:: Task prompt ::
Starting with the first line, transcribe the material exactly through to the last.

:: Data extract ::
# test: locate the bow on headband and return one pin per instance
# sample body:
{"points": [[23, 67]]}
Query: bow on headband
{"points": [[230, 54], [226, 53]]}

:: Task response ::
# test: locate the bow on headband and return one pin per instance
# sample body:
{"points": [[23, 67]]}
Query: bow on headband
{"points": [[230, 54], [226, 53]]}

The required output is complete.